__TEXTO PARA LEITURA__:
▶

Conteúdo investigado: Publicações no Twitter e no Instagram de uma denúncia sem provas feita em um programa da Fox News, canal de notícias estadunidense. Nas postagens, alega-se que o jornalista Matthew Tyrmand demonstrou, na transmissão, provas da intervenção do governo de Joe Biden, presidente dos Estados Unidos, no processo eleitoral brasileiro em 2022.
Onde foi publicado: Twitter e Instagram.
Conclusão do Comprova: É falso que o jornalista Matthew Tyrmand provou que o presidente dos Estados Unidos, Joe Biden, interferiu nas eleições brasileiras. A afirmação foi feita por Tyrmand durante o programa Tucker Carlson Tonight, no canal estadunidense Fox News.
Tanto a emissora quanto o apresentador são notórios propagadores de desinformação nos Estados Unidos. Tucker Carlson, que dá nome ao programa, também é conhecido por apoiar supremacistas brancos e políticas anti-imigração.
A denúncia falsa de Tyrmand teria sido feita no programa que foi ao ar em 2 de novembro deste ano. A atração completa tem cerca de 40 minutos de duração. Em vários momentos, Carlson faz comentários sobre a eleição brasileira, alegando preocupações com a influência da China no continente americano, em razão dos líderes de esquerda eleitos recentemente, caso de Luiz Inácio Lula da Silva (PT).
A participação de Tyrmand ocorreu no último bloco da atração e durou menos de três minutos. Tucker Carlson alega que o jornalista provaria a interferência do governo americano no pleito brasileiro. Mas, sem provas, Tyrmand cita uma série de decisões do Tribunal Superior Eleitoral (TSE), a vinda de um diretor da CIA (serviço de inteligência americano) ao Brasil, em março deste ano, e uma suposta “censura de qualquer um que discorde do resultado das eleições”.
Falso, para o Comprova, é o conteúdo inventado ou que tenha sofrido edições para mudar o seu significado original e divulgado de modo deliberado para espalhar uma falsidade.
Alcance da publicação: A publicação no Instagram foi excluída. No dia 4 de novembro, ela tinha 584 mil visualizações, 46 mil curtidas e 745 comentários. No Twitter, eram 42,2 mil curtidas, 12 mil compartilhamentos e 404 comentários.

◀

__O QUE FAZER__:
A. Responda com base na checagem sobre Matthew Tyrmand:
(i) Em que canal foi exibido o programa Tucker Carlson Tonight?
(ii) Quanto tempo durou a participação de Tyrmand no programa?
(iii) Quantas visualizações a publicação no Instagram tinha em 4 de novembro?
B. Repita, sem nenhuma alteração, o trecho da checagem sobre Matthew Tyrmand que vai de “Conteúdo investigado: Publicações” até “estadunidense Fox News.”.

__DADOS FORNECIDOS__:
▶

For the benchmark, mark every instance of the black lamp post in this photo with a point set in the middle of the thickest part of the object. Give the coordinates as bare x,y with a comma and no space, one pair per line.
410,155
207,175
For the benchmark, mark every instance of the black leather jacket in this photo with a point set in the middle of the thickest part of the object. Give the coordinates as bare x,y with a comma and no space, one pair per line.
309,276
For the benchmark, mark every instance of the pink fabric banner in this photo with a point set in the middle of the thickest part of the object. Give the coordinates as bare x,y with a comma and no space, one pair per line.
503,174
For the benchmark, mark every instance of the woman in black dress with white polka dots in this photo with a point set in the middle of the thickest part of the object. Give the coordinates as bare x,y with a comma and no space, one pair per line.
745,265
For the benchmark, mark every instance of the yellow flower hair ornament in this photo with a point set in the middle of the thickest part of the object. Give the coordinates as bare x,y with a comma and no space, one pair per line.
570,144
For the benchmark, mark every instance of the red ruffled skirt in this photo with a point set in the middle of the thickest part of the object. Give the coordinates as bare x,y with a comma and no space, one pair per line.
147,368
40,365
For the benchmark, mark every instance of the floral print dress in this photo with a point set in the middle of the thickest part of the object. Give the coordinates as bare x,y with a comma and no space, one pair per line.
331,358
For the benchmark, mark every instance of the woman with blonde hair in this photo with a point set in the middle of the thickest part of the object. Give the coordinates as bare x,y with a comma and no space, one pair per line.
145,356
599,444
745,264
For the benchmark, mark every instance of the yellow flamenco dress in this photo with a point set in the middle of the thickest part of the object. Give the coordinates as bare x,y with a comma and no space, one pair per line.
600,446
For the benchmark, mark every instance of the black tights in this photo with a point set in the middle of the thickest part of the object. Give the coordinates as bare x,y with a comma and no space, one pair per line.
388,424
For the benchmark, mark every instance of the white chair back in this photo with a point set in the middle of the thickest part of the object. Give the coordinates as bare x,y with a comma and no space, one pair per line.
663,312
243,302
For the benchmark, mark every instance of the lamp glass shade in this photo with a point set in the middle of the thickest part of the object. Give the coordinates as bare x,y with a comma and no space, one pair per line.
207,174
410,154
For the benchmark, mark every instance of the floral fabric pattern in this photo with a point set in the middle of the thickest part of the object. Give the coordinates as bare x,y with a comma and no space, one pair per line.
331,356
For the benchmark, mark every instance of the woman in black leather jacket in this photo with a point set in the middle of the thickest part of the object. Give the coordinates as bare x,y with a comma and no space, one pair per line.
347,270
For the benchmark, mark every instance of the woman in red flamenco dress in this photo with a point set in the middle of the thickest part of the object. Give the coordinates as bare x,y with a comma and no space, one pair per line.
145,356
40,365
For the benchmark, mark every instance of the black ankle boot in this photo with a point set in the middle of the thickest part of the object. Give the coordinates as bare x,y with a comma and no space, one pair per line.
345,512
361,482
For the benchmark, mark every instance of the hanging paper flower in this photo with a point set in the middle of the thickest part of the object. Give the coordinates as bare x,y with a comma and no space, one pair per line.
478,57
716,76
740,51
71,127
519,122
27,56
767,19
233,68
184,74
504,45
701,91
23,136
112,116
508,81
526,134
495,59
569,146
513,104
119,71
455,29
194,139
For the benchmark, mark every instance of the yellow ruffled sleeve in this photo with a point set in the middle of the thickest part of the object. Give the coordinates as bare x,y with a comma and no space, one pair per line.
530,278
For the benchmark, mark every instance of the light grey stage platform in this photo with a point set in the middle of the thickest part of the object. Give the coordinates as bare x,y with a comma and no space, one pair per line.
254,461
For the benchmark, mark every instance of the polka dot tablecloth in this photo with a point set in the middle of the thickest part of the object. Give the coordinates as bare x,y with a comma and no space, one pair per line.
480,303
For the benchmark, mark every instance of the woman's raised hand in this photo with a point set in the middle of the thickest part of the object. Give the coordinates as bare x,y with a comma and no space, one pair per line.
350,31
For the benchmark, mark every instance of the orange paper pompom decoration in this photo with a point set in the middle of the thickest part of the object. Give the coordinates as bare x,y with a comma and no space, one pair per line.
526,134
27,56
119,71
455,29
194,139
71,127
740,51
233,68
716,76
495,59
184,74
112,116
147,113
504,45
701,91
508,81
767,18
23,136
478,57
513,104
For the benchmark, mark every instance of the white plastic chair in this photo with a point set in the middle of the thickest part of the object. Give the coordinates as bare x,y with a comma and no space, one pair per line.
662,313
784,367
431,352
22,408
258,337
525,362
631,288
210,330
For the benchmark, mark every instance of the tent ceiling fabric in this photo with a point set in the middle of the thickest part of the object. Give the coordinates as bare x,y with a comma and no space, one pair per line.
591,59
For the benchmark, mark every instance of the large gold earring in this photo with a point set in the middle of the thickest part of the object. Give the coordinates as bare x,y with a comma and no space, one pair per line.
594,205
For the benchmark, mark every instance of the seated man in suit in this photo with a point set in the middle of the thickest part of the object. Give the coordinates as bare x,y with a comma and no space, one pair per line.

◀

__RESPOSTAS ÀS TAREFAS__:
A.
(i) Na Fox News.
(ii) Menos de três minutos.
(iii) 584 mil visualizações.

B.
Conteúdo investigado: Publicações no Twitter e no Instagram de uma denúncia sem provas feita em um programa da Fox News, canal de notícias estadunidense. Nas postagens, alega-se que o jornalista Matthew Tyrmand demonstrou, na transmissão, provas da intervenção do governo de Joe Biden, presidente dos Estados Unidos, no processo eleitoral brasileiro em 2022.
Onde foi publicado: Twitter e Instagram.
Conclusão do Comprova: É falso que o jornalista Matthew Tyrmand provou que o presidente dos Estados Unidos, Joe Biden, interferiu nas eleições brasileiras. A afirmação foi feita por Tyrmand durante o programa Tucker Carlson Tonight, no canal estadunidense Fox News.